### TEXT

I must concede that I was pessimistic regarding the outcome of the Abdul Rahman apostasy case. The row over the Muslim-turned-Christian saw international pressure brought down upon the head of Hamid Karzai, the President of Afghanistan. A difficult job; he is wedged between the expectations of Afghanistan’s overseas backers and the desires of a relatively conservative Muslim society – the same fractured society who the oft-described “mayor of Kabul” needs to establish authority over if the Afghani nation-building project is to be successful.

I rather suspected that the latter imperative would win out and Abdul Rahman would face a barbaric and outrageous death at the hands of Islamic zealots. This fate may well befall him if he is allowed to leave the relative security of a solitary confinement cell. However, for the time being it now appears likely that he will be freed. If this is the case, it is indeed wonderful news. It means that someone, somewhere has almost certainly had their arm twisted, and the most likely culprit hails from the executive office of Afghanistan. This could represent a weakening of Sharia’s weighty influence on the legal system in Afghanistan. Government meddling in the courts is rightfully deplored by friends of inalienable human rights, rule of law, due process and the separation of powers. It is a reflection of just how bad things are in Afghanistan when covert government intervention in the legal system represents a step forward. Regardless, this is an event to inspire a glimmer of optimism.

### DATA FOR PROCESSING
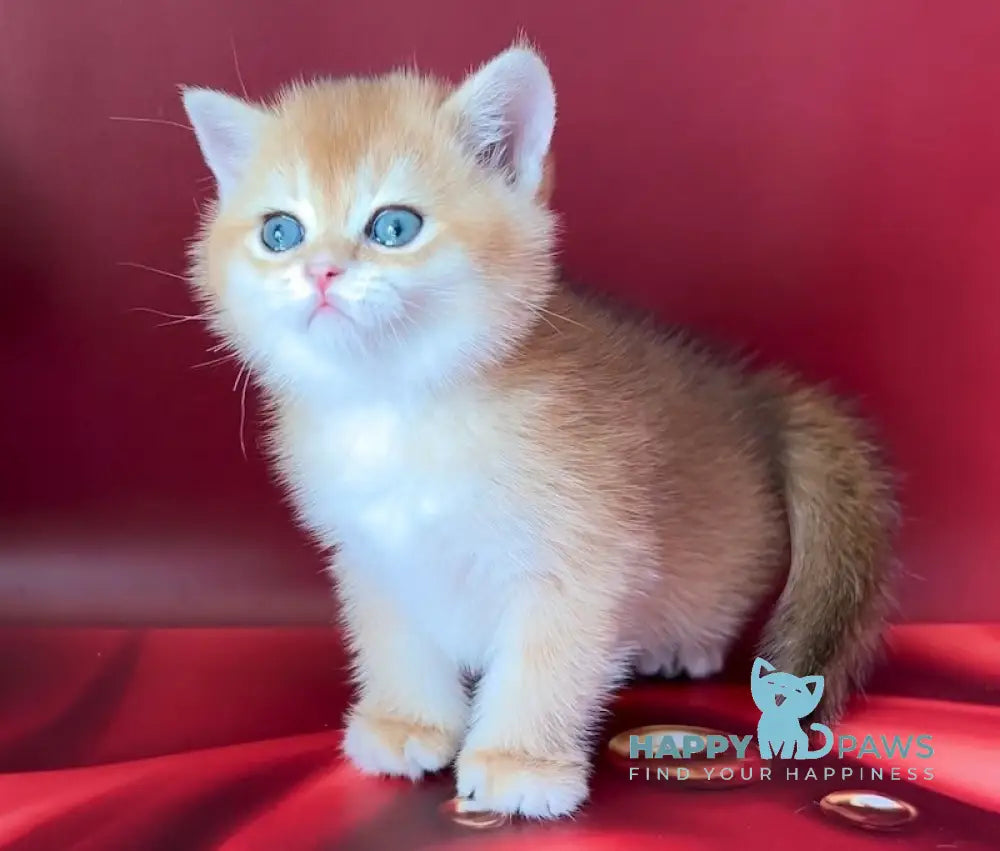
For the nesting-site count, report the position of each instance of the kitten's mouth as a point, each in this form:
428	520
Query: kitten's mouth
325	308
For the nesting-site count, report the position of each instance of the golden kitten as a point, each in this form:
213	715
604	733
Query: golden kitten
517	484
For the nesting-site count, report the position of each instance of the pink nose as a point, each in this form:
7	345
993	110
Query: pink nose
323	274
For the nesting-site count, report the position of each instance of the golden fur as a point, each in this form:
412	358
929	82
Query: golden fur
521	485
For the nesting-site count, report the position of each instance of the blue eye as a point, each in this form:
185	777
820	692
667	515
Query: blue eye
392	227
280	232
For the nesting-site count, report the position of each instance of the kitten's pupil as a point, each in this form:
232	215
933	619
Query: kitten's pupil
393	227
281	232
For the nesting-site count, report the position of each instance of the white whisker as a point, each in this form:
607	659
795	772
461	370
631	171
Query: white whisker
151	121
146	268
176	317
214	361
236	63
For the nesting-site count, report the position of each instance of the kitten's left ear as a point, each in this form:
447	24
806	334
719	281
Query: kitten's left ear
228	130
507	112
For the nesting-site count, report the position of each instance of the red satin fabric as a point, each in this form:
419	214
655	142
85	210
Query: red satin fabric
182	739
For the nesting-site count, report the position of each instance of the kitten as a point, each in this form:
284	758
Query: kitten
517	485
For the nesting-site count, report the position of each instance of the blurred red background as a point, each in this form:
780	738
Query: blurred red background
819	183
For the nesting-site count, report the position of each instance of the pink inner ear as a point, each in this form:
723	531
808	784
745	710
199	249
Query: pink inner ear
509	108
227	129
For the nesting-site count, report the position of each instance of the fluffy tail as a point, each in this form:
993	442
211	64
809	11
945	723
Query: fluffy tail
842	519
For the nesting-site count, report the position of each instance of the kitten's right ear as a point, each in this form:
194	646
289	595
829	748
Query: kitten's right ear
507	111
227	130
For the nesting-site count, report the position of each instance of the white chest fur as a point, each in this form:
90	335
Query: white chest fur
418	497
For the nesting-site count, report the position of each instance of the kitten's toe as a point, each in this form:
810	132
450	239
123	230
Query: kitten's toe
510	782
701	662
381	744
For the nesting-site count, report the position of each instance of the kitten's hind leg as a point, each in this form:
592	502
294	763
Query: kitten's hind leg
696	658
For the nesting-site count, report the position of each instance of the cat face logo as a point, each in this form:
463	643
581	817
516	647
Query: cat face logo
783	699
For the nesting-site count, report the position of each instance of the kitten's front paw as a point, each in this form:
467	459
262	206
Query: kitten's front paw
510	782
382	744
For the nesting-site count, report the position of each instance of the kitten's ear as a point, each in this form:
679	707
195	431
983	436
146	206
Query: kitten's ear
507	112
227	130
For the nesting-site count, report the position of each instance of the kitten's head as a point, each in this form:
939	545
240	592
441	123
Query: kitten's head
394	228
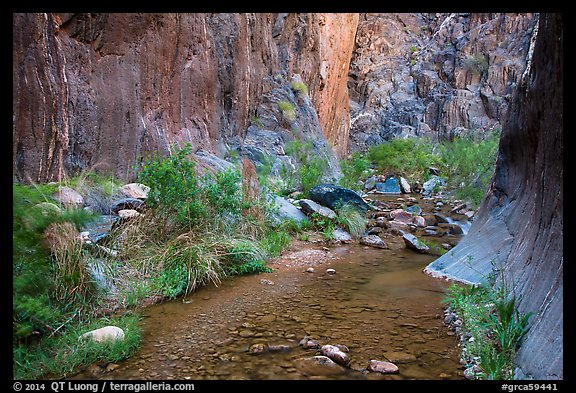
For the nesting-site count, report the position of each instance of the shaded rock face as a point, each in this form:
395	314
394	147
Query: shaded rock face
519	227
103	90
434	74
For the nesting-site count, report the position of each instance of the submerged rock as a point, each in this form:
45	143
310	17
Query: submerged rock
335	197
318	365
310	207
389	186
382	367
336	354
373	241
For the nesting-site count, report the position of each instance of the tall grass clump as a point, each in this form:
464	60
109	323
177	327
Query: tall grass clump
494	326
352	220
53	295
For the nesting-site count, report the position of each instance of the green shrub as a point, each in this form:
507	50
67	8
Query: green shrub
409	157
468	165
354	169
491	316
311	167
62	354
352	220
40	278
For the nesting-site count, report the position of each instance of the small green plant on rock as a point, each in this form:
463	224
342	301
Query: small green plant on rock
288	110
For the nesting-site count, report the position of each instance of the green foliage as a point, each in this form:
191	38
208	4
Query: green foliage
410	157
257	122
37	281
63	354
288	110
497	327
352	220
311	167
468	163
354	170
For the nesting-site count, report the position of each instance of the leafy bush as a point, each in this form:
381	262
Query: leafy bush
468	163
300	88
41	277
352	220
311	167
354	170
410	157
491	317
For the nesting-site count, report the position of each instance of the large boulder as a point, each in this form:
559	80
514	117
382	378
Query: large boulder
310	207
335	197
287	211
389	186
107	333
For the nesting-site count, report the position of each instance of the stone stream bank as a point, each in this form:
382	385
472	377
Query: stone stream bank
339	309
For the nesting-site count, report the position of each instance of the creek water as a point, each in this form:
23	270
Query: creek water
378	303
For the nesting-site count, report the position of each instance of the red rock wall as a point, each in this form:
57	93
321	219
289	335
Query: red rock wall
519	227
101	90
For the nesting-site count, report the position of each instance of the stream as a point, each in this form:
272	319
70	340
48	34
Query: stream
378	303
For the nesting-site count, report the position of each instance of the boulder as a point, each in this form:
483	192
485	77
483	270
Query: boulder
389	186
383	367
318	365
308	342
336	354
68	197
135	190
106	333
413	243
370	183
341	235
414	210
373	241
405	186
429	186
287	211
334	197
127	203
310	207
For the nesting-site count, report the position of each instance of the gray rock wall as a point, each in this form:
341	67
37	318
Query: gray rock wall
519	227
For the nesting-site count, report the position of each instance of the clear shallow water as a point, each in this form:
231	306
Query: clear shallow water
379	304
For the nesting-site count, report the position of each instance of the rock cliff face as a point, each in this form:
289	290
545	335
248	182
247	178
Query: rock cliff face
102	90
519	227
434	74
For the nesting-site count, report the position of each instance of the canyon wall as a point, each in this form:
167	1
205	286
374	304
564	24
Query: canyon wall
436	75
518	232
103	90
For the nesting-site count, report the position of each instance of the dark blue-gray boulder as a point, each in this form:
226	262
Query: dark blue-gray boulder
334	197
389	186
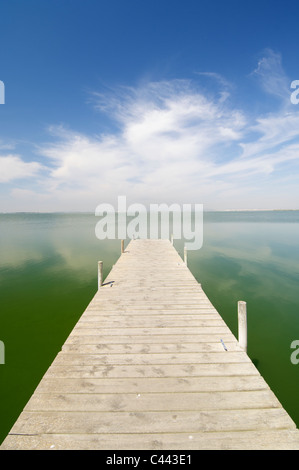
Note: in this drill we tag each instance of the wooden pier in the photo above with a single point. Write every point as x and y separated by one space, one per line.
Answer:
152 365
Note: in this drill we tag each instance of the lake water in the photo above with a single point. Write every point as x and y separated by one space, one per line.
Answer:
48 275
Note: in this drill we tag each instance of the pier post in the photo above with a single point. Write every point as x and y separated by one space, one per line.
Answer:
242 324
100 273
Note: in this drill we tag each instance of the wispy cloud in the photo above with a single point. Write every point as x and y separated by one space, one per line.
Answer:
12 167
170 142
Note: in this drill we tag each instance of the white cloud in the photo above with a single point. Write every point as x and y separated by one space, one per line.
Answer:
172 144
12 167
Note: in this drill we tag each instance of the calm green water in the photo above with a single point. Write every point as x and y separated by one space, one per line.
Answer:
48 275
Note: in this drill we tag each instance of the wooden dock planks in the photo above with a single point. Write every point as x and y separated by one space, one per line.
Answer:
152 365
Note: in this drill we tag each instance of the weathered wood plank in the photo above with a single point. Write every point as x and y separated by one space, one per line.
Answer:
152 365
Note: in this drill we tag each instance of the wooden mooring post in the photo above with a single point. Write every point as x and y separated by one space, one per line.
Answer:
242 324
100 274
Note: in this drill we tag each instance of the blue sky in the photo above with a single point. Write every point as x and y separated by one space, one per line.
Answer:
162 101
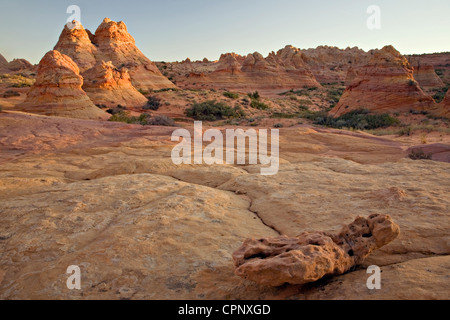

### TASK REQUIREMENTS
A) In the listing, copy word for word the part that opens with the line containing "Note: in this drill we tag each instance of the wispy" and runs to the end of the listing, both ends included, leaving out the pictures.
B) Extend the commentary on the Abdul Rahman apostasy case past its last sentence.

### TASK ANSWERS
A)
Note: in this drill we tag each instance of the wispy cloud in the photo above with a single point. Write every point as x and y separated by one space, one per line.
Answer:
12 167
170 142
Note: in this drill we tag each instance of the white cloud in the photo above with a single point. Write every point as x and y separated by one space, one per line.
Answer:
172 144
12 167
Note: in this drill we tag each instance of the calm green water in the photo above with a single point. Write every point as x and y separated by one space, one per line.
Answer:
48 275
Note: in this drill we tag each instance of the wooden dock planks in the photo above with a single point. Write every point as x and y separated by one space, one per line.
Answer:
152 365
Note: in this drill we tag each instance of the weathered wood plank in the photo above with a single point. Write every point as x and y separated by one space, one per line.
Answer:
152 365
Note: in this drill we tag each instance of the wooden mooring post in the photo above with a single point. Write every point as x and y separated by one space, one per line.
Answer:
242 324
100 274
Note: in this drill we tag each instance of the blue sky in the photo above with a single point. Write every point as x and y separated by one space, one per line.
Answer:
162 101

B)
26 comments to A surprising result

  • Exguru

    I thought sure America was going to lay the head of Abdul Rahman upon the alter of freedom.

  • Exguru

    I thought sure America was going to lay the head of Abdul Rahman upon the alter of freedom.

  • Exguru

    I thought sure America was going to lay the head of Abdul Rahman upon the alter of freedom.

  • Verity

    He said it three times, so it must be true.

  • Mr. Intrigued

    This is indeed an interesting development. We’ll just have to see if it is just going to be the exception that proves the rule, or if mentalities, especially those in high positions, over there are willing to change.

  • Johnathan Pearce

    Let’s hope this is true. I would imagine that most decent Muslims would have been appalled had this man been executed for apostasy because I reckon it would have greatly ratcheted up the fear and suspicion that many people have about Muslims.

    I spent a weekend with a few friends some time ago and they are the sort of liberal, Guardianish folk that you would normally expect nothing else but the usual multi-culti perspective. And yet what they said about Islam would curl the pages of this blog.

    If sanity is breaking out, then all I can say is faster please!

  • Palm User

    I’d just like to go off-topic for a moment to congratulate Perry. The front page of Samizdata is now so big that it is unable to be processed by the Blazer browser on my Palm. This breaks the (unnecessary) javascript of course and means I can’t read the comments. The avantgo version linked from “Samizdata for PDAs” is, of course, displays godawfulfully in comparison.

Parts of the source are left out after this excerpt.